> **EXTRAIT FOURNI**
━━━━━━━━
L’assimilation repose sur une conception qu’on pourrait dire épique du peuple et de la patrie. Il s’agit d’entraîner tous les membres de la nation dans une histoire commune. Elle s’ancre dans une conception non ethnique de la nation. La France, disait l’historien Jacques Bainville, c’est « mieux qu’une race, c’est une nation ». Ce qui cimente le peuple français, ce sont des souvenirs, le souvenir des actes et des accomplissements de ceux qui ont fait la France, la langue dont le secret perce et rayonne dans sa littérature, longtemps, du temps de l’apprentissage par cœur, des poèmes, des textes en prose. Qui que vous soyez, d’où que vous veniez, dit en substance l’assimilation, vous pouvez devenir Français pourvu que vous ayez la volonté et le désir d’apprendre notre histoire, de la comprendre et de l’aimer. Et cette proposition est possible parce que, être français ce n’est pas seulement avoir du sang français qui coule dans ses veines, parce que, pour être français, il ne suffit pas de se donner la peine de naître. Il faut donner des gages de son aspiration à maintenir vivant un héritage, et le maintenir vivant non en le visitant et éventuellement le goûtant en touriste, mais en trempant sa plume dans l’encrier et en en continuant l’esprit, et non la seule lettre.

La France attend de l’étranger qu’il transmue cette substance en sa moelle propre, et substantifique. Appropriation de l’Histoire, mais non moins des mœurs. C’est peut-être ce qui frappe le plus dans le modèle français d’intégration, que cette exigence d’adoption des us et coutumes. Les autres pays d’Europe, à l’exception des pays ex-soviétiques d’Europe centrale qui connaissent d’expérience l’expropriation culturelle, s’accommodent très bien d’usages, de pratiques, de codes distincts des leurs. L’espace public français n’est pas un fast-food McDonald, « on n’y vient pas comme on est ». On dépose ses bagages et l’on s’apprête : on revêt les atours du pays d’accueil, on en adopte les manières, la forme de vie, la sociabilité, la mixité des sexes. Dans le plébiscite de tous les jours qu’est une nation, pour reprendre la définition d’Ernest Renan, l’imitation des manières du pays dont on devient membre est un premier oui d’approbation, c’est ainsi que nous l’interprétons. D’où, et avant même toute autre considération, les vives réticences que nous inspire le port du voile. C’est bien par l’adoption des signes extérieurs que le nouveau venu affirme et confirme que la citoyenneté française n’est pas, pour lui, qu’une citoyenneté de papier.
━━━━━━━━
[Entrées de pointage et d’étiquetage]
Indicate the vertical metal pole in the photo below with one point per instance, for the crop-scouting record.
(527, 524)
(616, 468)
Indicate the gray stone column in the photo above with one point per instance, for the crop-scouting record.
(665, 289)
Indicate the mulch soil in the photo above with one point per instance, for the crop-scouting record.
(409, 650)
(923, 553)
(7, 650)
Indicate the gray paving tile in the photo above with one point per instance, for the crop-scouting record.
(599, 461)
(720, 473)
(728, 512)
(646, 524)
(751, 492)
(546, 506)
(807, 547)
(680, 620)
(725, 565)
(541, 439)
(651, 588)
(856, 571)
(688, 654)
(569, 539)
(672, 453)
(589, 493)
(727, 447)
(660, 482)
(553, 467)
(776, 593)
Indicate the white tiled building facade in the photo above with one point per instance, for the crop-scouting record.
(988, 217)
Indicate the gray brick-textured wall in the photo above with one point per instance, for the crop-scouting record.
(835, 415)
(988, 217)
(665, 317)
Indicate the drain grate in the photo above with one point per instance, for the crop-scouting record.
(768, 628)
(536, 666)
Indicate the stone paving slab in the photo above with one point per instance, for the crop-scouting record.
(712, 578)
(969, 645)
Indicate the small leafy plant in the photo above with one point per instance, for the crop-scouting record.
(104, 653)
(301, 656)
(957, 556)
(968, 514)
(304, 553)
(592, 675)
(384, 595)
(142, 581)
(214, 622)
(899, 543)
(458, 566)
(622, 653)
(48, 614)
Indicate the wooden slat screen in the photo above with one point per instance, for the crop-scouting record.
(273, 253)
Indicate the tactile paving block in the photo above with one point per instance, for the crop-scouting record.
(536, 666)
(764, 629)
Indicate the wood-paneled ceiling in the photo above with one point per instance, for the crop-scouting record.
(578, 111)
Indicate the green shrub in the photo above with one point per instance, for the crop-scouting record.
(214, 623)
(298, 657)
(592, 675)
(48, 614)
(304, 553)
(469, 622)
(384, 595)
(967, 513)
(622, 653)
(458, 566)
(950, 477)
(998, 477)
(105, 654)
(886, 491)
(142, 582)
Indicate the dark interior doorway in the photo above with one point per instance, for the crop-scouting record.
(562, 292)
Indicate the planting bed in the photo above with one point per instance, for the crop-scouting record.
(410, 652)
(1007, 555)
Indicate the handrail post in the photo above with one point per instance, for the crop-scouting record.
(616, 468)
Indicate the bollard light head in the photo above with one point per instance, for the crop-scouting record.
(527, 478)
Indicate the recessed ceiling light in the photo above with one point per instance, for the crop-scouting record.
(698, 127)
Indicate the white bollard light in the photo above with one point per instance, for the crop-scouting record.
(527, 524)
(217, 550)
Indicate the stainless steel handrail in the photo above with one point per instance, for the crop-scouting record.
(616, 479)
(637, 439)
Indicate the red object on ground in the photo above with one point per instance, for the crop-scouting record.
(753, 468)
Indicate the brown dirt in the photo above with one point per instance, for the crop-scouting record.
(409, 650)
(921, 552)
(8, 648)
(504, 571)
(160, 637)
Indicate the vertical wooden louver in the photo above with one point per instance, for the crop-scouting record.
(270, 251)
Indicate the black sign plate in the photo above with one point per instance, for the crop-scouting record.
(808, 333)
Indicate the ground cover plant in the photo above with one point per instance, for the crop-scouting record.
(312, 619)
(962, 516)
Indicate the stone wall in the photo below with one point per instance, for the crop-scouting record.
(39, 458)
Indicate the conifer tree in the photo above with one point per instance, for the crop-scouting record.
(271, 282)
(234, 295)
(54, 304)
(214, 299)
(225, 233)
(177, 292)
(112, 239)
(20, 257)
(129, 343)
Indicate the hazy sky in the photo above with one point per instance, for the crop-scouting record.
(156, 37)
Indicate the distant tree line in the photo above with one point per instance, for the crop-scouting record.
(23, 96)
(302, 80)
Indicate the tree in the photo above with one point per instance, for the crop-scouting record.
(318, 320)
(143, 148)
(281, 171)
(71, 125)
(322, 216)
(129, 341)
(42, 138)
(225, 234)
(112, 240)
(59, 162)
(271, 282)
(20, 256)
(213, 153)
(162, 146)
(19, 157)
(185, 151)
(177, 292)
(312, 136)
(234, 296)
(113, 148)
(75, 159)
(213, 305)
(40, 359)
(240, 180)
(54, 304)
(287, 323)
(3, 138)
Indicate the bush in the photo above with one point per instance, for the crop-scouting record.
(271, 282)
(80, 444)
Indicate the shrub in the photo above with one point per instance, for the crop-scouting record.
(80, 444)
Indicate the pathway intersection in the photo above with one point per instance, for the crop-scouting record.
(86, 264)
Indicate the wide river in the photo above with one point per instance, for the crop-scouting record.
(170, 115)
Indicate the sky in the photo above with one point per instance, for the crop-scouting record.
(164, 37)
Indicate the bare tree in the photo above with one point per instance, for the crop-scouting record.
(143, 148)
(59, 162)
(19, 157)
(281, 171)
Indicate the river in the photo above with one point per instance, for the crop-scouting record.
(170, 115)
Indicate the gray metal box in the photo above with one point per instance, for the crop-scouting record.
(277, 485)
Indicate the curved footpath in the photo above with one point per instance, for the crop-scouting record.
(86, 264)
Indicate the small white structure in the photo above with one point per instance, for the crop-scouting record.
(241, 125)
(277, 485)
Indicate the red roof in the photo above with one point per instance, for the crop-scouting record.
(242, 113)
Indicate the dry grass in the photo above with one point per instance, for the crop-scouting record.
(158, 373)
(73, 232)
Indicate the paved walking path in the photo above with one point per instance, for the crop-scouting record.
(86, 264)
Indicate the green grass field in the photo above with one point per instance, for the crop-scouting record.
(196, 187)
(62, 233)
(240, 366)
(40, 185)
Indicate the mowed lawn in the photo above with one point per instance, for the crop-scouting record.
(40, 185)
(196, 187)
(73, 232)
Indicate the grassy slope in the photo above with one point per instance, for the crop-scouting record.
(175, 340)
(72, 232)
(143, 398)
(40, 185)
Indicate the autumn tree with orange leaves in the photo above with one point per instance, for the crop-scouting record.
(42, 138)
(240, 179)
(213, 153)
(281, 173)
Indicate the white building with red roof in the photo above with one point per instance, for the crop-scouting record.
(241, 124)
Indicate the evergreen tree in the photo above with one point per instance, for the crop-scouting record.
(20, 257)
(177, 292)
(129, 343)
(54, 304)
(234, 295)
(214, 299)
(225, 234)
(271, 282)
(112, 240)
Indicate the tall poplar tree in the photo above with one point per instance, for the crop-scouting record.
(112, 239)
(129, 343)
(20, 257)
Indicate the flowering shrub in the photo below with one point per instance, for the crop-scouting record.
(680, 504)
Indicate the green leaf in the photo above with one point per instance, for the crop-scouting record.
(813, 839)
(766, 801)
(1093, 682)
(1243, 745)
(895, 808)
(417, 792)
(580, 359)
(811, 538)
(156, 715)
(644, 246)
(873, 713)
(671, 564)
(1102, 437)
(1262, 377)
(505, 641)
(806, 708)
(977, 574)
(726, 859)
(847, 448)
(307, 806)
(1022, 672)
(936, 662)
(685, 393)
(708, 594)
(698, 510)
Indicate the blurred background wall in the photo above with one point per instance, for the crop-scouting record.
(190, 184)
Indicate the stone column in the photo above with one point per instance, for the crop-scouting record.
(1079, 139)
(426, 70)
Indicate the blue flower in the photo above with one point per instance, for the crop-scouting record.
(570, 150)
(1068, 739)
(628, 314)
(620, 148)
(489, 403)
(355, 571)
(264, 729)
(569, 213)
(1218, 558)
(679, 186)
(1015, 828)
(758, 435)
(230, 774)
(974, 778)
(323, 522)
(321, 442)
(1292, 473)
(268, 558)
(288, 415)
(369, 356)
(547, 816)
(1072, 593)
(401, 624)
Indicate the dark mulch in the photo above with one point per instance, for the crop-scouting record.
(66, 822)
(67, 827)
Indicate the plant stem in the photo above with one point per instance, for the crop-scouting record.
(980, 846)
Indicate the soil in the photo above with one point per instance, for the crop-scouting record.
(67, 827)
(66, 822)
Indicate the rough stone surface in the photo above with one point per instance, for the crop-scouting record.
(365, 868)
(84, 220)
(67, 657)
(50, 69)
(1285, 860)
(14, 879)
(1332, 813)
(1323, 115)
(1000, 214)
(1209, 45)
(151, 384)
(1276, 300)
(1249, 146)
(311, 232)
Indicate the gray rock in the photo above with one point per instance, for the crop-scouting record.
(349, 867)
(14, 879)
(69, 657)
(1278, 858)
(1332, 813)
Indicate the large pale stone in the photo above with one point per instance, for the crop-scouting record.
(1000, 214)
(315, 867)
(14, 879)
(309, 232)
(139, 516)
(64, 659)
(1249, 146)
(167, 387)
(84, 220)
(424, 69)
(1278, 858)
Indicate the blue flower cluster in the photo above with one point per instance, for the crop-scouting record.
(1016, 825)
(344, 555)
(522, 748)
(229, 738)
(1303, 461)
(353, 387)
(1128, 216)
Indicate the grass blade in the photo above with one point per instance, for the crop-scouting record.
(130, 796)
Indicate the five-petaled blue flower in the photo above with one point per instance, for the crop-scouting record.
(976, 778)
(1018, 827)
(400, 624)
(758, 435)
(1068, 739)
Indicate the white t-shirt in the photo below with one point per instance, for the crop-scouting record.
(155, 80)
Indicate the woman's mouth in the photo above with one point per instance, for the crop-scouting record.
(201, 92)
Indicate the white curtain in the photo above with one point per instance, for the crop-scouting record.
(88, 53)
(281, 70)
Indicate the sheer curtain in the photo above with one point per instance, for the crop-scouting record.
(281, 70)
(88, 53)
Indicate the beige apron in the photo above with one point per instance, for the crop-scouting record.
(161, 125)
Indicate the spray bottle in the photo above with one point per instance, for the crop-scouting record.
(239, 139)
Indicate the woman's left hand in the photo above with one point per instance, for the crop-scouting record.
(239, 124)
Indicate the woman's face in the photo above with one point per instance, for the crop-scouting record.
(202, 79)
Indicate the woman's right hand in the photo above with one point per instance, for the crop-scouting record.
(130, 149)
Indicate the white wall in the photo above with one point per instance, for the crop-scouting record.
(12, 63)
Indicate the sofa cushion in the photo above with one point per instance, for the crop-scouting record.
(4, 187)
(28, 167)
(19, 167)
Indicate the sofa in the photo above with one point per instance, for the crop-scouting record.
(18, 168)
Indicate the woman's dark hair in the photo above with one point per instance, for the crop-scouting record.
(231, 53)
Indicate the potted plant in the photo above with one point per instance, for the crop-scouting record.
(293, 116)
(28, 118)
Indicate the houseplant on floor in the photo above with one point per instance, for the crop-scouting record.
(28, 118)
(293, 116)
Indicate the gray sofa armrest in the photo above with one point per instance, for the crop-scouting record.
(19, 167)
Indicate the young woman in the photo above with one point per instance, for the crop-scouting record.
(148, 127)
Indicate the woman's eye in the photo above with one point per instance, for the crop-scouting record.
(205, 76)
━━━━━━━━
> **DÉTAILS DU PROBLÈME**
Pourriez-vous poursuivre le texte sur l’assimilation à la française en reprenant juste après sa dernière phrase ?

> **RÉSULTAT OBTENU**
L’assimilation, point capital, en appelle aux sentiments. L’intégration, en comparaison, a quelque chose d’aride, de distant, de froid. « Ce qui nous attache à la patrie, disait Stendhal, c’est que nous sommes accoutumés aux mœurs de nos compatriotes et que nous nous y plaisons. » Nous ne concevons pas que l’on devienne français sans se plaire aux mœurs françaises, sans se délecter de la composition française, comme dirait Mona Ozouf. « La France, tu l’aimes ou tu la quittes », les choses n’ont sans doute pas cette simplicité d’épure mais enfin, le mot de Philippe de Villiers contient une vérité puissante : l’identité française est une affaire de cœur avant d’être une affaire de tête.

L’assimilation nous parle en effet d’un temps que les moins de 40 voire de 50 ans ne connaissent pas, un temps où la France s’aimait, s’estimait et en savait les raisons, où elle avait une conscience vive des trésors qu’elle recélait, et c’était comme tels qu’elle les proposait aux nouveaux venus. Péché d’universalisme peut-être, mais nous étions convaincus que la forme de vie française était susceptible d’être appréciée, admirée, savourée par l’homme en tant qu’homme, quel qu’il soit et d’où qu’il vienne, et somme toute, nos visiteurs ne nous démentaient pas.

Demande exorbitante que ces exigences françaises qui semblent réclamer une « conversion » de tout l’être – « offrir l’asile au corps » et « convaincre l’âme de changer », disait le romancier Kamel Daoud, belle synthèse du programme assimilationniste ? Nullement.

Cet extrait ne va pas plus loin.